## Data excerpts:
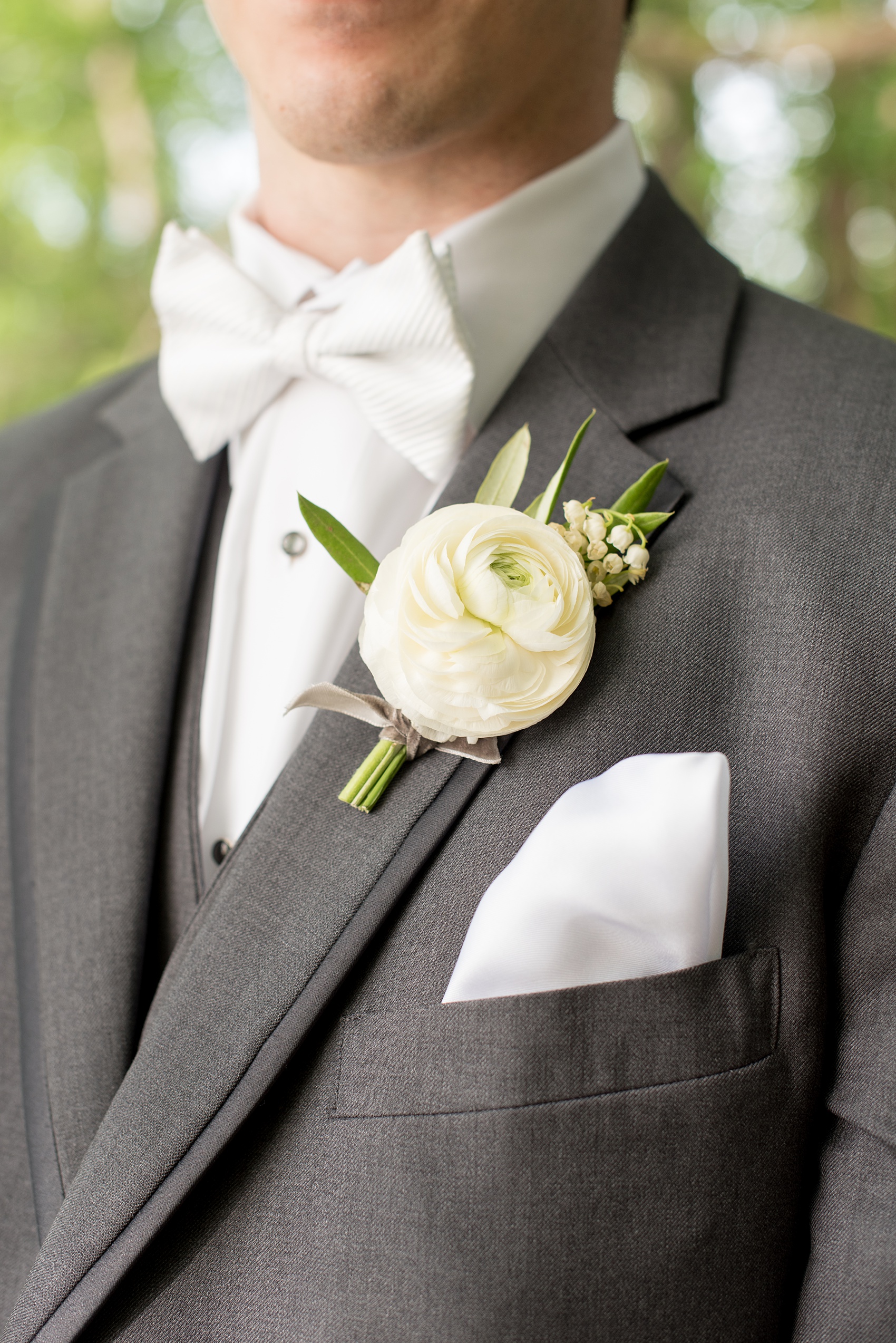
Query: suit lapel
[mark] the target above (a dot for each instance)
(311, 882)
(97, 656)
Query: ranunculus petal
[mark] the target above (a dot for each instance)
(480, 624)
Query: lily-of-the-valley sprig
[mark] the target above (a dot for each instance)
(481, 622)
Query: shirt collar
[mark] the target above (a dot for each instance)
(516, 262)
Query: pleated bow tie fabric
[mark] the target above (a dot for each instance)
(388, 335)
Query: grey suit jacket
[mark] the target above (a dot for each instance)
(305, 1145)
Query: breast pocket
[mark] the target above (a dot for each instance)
(551, 1047)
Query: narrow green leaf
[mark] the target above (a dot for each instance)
(552, 494)
(339, 542)
(501, 484)
(640, 495)
(650, 521)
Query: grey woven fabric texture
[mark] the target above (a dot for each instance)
(698, 1157)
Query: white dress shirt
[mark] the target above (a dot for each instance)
(280, 622)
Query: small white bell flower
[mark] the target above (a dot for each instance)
(621, 538)
(637, 558)
(574, 514)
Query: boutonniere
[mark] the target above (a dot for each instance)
(481, 622)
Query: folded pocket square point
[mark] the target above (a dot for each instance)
(652, 899)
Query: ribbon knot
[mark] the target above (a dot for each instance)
(394, 726)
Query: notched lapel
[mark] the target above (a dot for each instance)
(288, 916)
(105, 656)
(311, 882)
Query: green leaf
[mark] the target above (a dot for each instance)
(552, 494)
(650, 521)
(339, 542)
(501, 484)
(640, 495)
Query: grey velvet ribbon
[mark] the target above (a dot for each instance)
(394, 724)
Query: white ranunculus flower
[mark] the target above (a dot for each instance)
(480, 624)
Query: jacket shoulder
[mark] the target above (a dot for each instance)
(40, 452)
(798, 351)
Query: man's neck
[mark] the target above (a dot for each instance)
(336, 212)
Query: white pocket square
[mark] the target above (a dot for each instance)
(626, 876)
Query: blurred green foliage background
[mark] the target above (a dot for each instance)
(773, 123)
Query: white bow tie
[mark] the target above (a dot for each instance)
(391, 337)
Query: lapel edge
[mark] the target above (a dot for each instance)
(43, 1160)
(421, 843)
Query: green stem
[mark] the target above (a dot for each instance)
(374, 775)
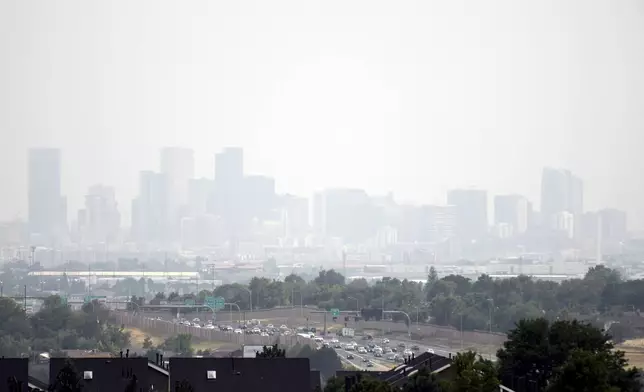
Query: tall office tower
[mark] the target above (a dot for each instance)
(318, 214)
(102, 220)
(200, 193)
(178, 166)
(563, 222)
(613, 224)
(349, 214)
(258, 197)
(229, 188)
(46, 205)
(513, 210)
(438, 223)
(471, 213)
(149, 209)
(295, 212)
(561, 191)
(229, 166)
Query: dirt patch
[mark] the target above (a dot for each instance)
(137, 336)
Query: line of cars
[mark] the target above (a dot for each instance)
(251, 327)
(384, 350)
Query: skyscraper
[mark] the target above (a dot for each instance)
(512, 210)
(149, 209)
(561, 191)
(46, 204)
(102, 218)
(471, 213)
(229, 166)
(178, 165)
(229, 187)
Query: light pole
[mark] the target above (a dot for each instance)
(299, 291)
(491, 301)
(357, 303)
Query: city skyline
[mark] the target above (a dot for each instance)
(398, 101)
(178, 162)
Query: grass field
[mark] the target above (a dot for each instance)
(137, 336)
(634, 351)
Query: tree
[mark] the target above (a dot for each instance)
(180, 344)
(587, 371)
(271, 352)
(13, 385)
(147, 343)
(474, 374)
(67, 380)
(423, 381)
(132, 384)
(540, 352)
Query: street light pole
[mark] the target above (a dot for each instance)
(357, 303)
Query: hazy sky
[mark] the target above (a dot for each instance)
(410, 96)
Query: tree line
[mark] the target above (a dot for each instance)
(55, 327)
(454, 300)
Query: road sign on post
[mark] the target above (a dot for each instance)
(216, 303)
(91, 298)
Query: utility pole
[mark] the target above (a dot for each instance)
(324, 333)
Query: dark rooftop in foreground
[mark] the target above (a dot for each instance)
(242, 374)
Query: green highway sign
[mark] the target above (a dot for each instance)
(216, 303)
(91, 298)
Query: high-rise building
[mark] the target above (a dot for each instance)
(613, 224)
(471, 213)
(229, 166)
(46, 204)
(563, 222)
(178, 167)
(258, 196)
(561, 191)
(229, 200)
(438, 223)
(200, 193)
(513, 210)
(102, 220)
(149, 209)
(347, 214)
(296, 216)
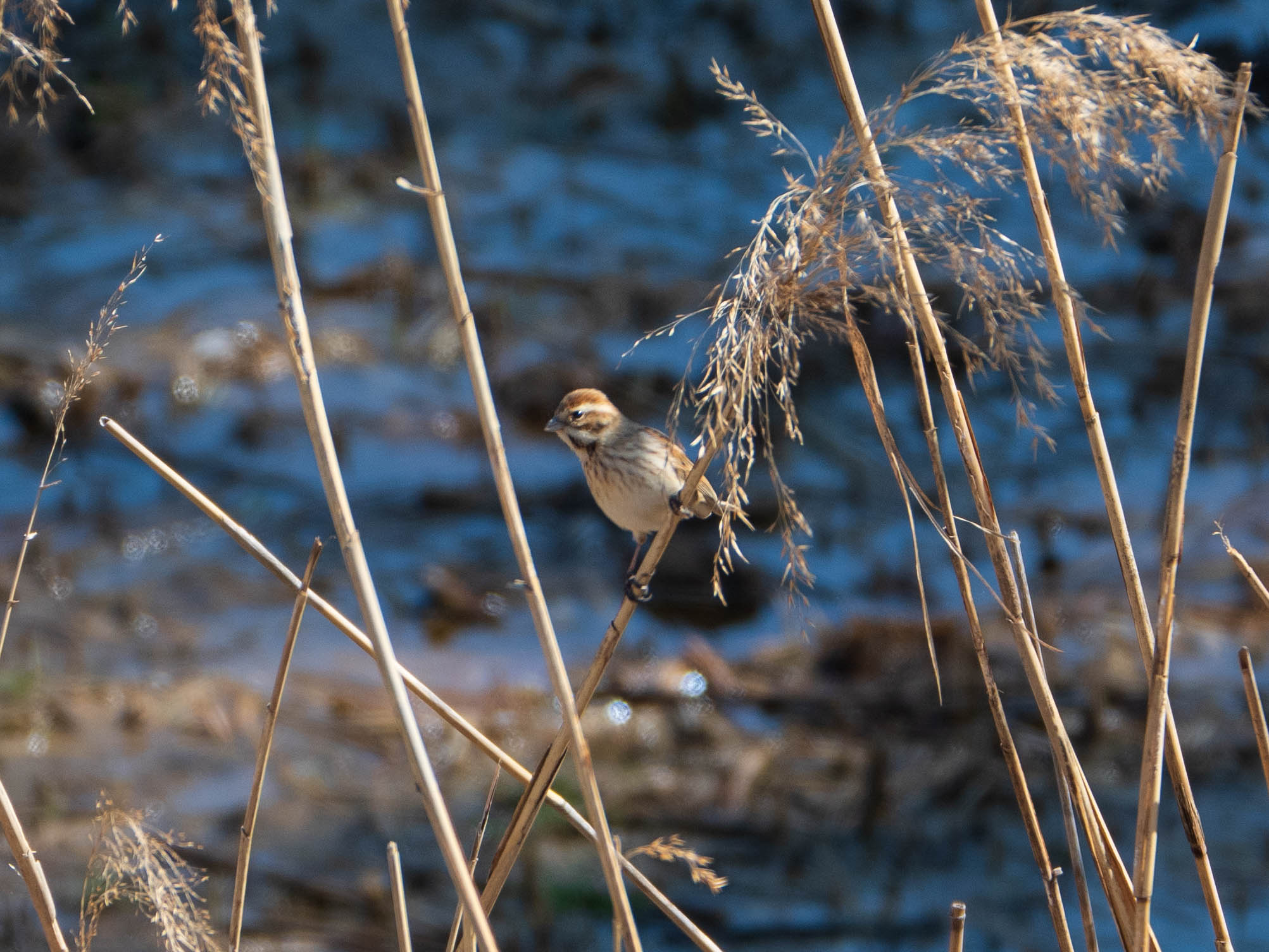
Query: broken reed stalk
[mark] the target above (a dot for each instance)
(1155, 661)
(262, 755)
(1174, 515)
(1244, 568)
(535, 794)
(1013, 763)
(397, 886)
(963, 432)
(263, 156)
(473, 857)
(956, 936)
(32, 874)
(491, 429)
(1255, 708)
(262, 554)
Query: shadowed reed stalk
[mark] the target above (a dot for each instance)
(491, 430)
(473, 857)
(259, 146)
(32, 874)
(1174, 518)
(262, 755)
(83, 371)
(1255, 708)
(1156, 655)
(256, 549)
(397, 886)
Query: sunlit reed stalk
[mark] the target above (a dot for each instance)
(1163, 722)
(1174, 522)
(262, 755)
(82, 373)
(1017, 776)
(32, 874)
(1255, 708)
(397, 886)
(473, 857)
(491, 429)
(534, 798)
(262, 154)
(262, 554)
(1244, 568)
(956, 934)
(1064, 784)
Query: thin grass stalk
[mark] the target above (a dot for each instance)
(473, 857)
(953, 401)
(1245, 569)
(397, 885)
(1174, 515)
(262, 753)
(1013, 763)
(532, 799)
(490, 427)
(1163, 723)
(263, 156)
(32, 874)
(1255, 708)
(1064, 784)
(956, 934)
(261, 553)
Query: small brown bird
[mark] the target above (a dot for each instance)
(635, 472)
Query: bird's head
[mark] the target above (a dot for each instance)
(583, 418)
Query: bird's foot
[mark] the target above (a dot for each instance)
(677, 506)
(637, 591)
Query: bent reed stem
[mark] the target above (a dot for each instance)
(262, 756)
(263, 156)
(262, 554)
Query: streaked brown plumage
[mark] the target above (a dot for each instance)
(632, 470)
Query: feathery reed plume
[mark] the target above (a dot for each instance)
(83, 371)
(137, 863)
(673, 848)
(28, 37)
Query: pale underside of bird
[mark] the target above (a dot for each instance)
(635, 472)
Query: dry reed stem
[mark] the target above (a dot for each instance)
(397, 887)
(961, 425)
(263, 158)
(534, 796)
(956, 936)
(1174, 512)
(263, 748)
(491, 429)
(262, 554)
(1064, 784)
(32, 874)
(1009, 751)
(1244, 568)
(82, 373)
(1160, 717)
(473, 857)
(1255, 708)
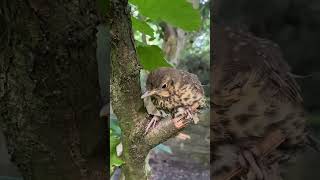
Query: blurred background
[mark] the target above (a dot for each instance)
(295, 26)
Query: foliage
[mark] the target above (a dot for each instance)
(187, 18)
(151, 57)
(146, 16)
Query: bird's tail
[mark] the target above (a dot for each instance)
(313, 142)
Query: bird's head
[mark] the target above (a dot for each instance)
(160, 83)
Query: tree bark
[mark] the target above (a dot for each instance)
(125, 96)
(49, 90)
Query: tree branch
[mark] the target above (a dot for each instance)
(262, 149)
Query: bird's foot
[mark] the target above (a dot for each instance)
(180, 122)
(248, 161)
(152, 123)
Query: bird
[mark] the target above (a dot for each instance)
(175, 92)
(253, 95)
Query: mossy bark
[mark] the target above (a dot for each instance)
(126, 92)
(49, 90)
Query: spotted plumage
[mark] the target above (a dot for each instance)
(253, 94)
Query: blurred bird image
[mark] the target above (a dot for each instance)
(253, 96)
(175, 92)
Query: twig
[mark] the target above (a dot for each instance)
(263, 148)
(166, 129)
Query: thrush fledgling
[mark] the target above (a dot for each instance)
(174, 91)
(253, 95)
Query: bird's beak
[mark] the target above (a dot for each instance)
(148, 93)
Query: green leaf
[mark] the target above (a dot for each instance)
(179, 13)
(103, 6)
(114, 126)
(151, 57)
(141, 26)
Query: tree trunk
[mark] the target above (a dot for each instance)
(49, 90)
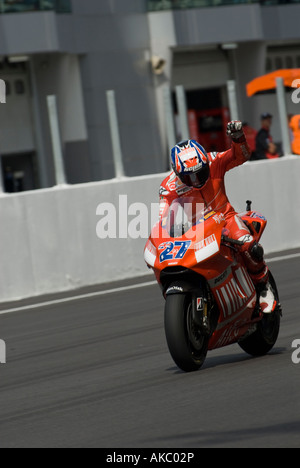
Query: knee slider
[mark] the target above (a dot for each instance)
(257, 252)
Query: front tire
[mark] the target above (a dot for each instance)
(187, 346)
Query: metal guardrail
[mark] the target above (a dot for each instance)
(23, 6)
(160, 5)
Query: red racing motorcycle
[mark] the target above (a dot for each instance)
(211, 301)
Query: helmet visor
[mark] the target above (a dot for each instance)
(195, 179)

## Requirement:
No line before the one containing "Query: red racing motorcycle" belongs in the answer; give again exactly that line and all lines after it through the end of the data.

## Answer space:
Query: red racing motorcycle
[mark] the target above (a dot for each instance)
(211, 301)
Query: helmet visor
[mark] the target above (a dot for each instance)
(195, 179)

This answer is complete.